* Problem to work on
Set the following entries down again exactly, line by line.

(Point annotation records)
──────
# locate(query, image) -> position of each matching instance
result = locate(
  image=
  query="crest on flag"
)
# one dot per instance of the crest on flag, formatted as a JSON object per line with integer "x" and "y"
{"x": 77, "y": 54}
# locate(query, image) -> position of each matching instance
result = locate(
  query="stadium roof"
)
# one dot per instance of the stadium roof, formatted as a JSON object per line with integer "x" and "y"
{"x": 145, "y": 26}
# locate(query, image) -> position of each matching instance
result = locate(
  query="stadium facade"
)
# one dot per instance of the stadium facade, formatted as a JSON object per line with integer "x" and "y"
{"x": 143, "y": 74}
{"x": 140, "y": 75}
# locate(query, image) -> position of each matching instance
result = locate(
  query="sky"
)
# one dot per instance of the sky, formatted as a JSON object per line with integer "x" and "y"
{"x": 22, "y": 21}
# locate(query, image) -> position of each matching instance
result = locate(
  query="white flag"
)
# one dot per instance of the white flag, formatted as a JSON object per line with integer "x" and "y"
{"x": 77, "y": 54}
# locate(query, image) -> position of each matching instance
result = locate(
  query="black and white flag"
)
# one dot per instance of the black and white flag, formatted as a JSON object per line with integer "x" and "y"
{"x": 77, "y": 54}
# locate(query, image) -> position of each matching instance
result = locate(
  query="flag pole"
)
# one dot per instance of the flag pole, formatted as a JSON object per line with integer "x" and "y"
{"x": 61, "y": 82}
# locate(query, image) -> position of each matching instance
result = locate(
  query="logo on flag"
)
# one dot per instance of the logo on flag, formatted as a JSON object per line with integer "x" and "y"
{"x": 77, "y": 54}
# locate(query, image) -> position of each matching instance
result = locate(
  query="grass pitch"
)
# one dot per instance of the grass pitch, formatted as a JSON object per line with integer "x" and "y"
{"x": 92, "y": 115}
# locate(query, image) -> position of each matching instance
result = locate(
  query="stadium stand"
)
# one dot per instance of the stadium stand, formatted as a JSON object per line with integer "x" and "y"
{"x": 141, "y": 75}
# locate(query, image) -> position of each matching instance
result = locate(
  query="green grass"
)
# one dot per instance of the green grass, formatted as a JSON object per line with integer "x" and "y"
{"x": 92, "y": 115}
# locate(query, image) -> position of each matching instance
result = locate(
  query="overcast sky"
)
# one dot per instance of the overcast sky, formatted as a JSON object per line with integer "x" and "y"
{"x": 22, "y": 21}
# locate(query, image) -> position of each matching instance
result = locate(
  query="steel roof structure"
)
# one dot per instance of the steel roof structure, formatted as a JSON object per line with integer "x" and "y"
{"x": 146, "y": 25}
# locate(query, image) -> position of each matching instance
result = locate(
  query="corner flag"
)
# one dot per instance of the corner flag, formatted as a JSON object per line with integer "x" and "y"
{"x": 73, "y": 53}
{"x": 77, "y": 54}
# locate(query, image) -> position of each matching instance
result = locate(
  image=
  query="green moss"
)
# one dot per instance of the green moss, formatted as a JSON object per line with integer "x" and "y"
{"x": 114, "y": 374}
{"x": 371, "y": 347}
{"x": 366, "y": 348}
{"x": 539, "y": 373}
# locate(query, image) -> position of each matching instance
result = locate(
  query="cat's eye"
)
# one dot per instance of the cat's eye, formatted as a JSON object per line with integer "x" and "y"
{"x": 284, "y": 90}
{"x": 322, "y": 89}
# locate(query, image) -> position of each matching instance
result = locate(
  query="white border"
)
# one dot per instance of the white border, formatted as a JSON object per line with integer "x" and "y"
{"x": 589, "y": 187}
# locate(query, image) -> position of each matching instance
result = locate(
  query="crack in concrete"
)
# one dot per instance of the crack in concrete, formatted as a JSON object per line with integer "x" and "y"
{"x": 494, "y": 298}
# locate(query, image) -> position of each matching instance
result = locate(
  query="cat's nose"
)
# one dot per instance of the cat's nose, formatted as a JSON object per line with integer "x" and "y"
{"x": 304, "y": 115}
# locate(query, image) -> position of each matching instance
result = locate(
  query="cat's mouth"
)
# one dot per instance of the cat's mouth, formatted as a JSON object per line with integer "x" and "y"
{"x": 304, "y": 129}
──────
* Output
# locate(query, image) -> position of each matching instance
result = locate(
  image=
  query="crest on flag"
)
# one dot per instance of the crest on flag, formatted as a JSON object per line with integer "x" and "y"
{"x": 77, "y": 54}
# locate(query, image) -> position of each matching instance
result = locate(
  query="stadium roof"
)
# one dot per instance of the stadium roof, formatted as a JSON object per line with integer "x" and "y"
{"x": 145, "y": 26}
# locate(query, image) -> position of each matching instance
result = locate(
  query="stadium facade"
)
# one dot per instance of the stadium facade, formatted as a JSON object per line with integer "x" and "y"
{"x": 143, "y": 74}
{"x": 140, "y": 75}
# locate(query, image) -> position of each matching instance
result = locate(
  query="sky"
)
# one dot per instance of the sky, formatted as a JSON object per line with integer "x" and "y"
{"x": 22, "y": 21}
# locate(query, image) -> position of each matching instance
result = locate(
  query="white flag"
)
# one dot per instance of the white flag, formatted as a JSON object per line with integer "x" and "y"
{"x": 77, "y": 54}
# locate(query, image) -> position of each matching instance
result = locate(
  query="black and white flag"
)
# one dot per instance of the black and white flag, formatted as a JSON object per line with integer "x" and "y"
{"x": 77, "y": 54}
# locate(query, image) -> position of each matching instance
result = locate(
  query="flag pole"
)
# one dot per instance of the flag pole, formatted as a JSON object per line with integer "x" and "y"
{"x": 61, "y": 82}
# locate(query, image) -> position of each matching instance
result = locate(
  query="logo on flag"
)
# one dot per instance of the logo on flag, formatted as a JSON object per line with integer "x" and "y"
{"x": 77, "y": 54}
# locate(query, image) -> position of each matching instance
result = locate(
  query="grass pitch"
)
# one dot per instance of the grass pitch, formatted as a JSON object per line with integer "x" and "y"
{"x": 92, "y": 115}
# locate(query, image) -> position of each matching instance
result = locate(
  query="stadium stand"
)
# one dot per instance of the stadium stand, formatted as a JSON object per line with integer "x" and "y"
{"x": 141, "y": 75}
# locate(query, image) -> position of each matching instance
result = locate(
  query="green grass"
)
# one dot per instance of the green grass, formatted as a JSON object per line with integer "x" and "y"
{"x": 92, "y": 115}
# locate(query, image) -> position of each matching instance
result = locate(
  query="overcast sky"
)
# one dot per instance of the overcast sky, formatted as a JSON object per line with integer "x" and "y"
{"x": 22, "y": 21}
# locate(query, image) -> position of each matching instance
result = locate(
  query="steel roof structure"
)
# one dot per instance of the steel roof structure, formatted as a JSON object per line with integer "x" and "y"
{"x": 146, "y": 25}
# locate(query, image) -> position of each matching instance
result = locate(
  query="corner flag"
)
# one dot per instance of the corner flag, formatted as a JSON object per line with integer "x" and "y"
{"x": 73, "y": 53}
{"x": 77, "y": 54}
# locate(query, image) -> position of each matching instance
result = locate(
  image=
  query="green moss"
)
# one dot per instance of the green moss, formatted as a JSON object per line with integer "x" and "y"
{"x": 114, "y": 374}
{"x": 371, "y": 347}
{"x": 366, "y": 348}
{"x": 539, "y": 373}
# locate(query, image) -> position of each matching instance
result = locate(
  query="cat's eye"
)
# one dot per instance of the cat's eye, formatted as a JSON object per line with integer "x" and "y"
{"x": 284, "y": 90}
{"x": 322, "y": 89}
# locate(query, image) -> position of each matching instance
result = locate(
  query="white border"
)
# one dot per instance of the white border, formatted as a JSON object per line with integer "x" and "y"
{"x": 589, "y": 187}
# locate(query, image) -> position of each matching instance
result = locate(
  query="crack in concrete"
)
# one dot per instance of the crack in concrete, formatted as a JSON object per line with integer "x" and "y"
{"x": 494, "y": 298}
# locate(query, image) -> position of each matching instance
result = locate(
  query="cat's nose"
)
# one dot per instance of the cat's nose, formatted as a JSON object per line with integer "x" and "y"
{"x": 304, "y": 115}
# locate(query, image) -> position of each matching instance
result = locate(
  query="cat's mouth"
)
# one dot per instance of the cat's mouth, formatted as a JSON object per line with integer "x" and "y"
{"x": 304, "y": 129}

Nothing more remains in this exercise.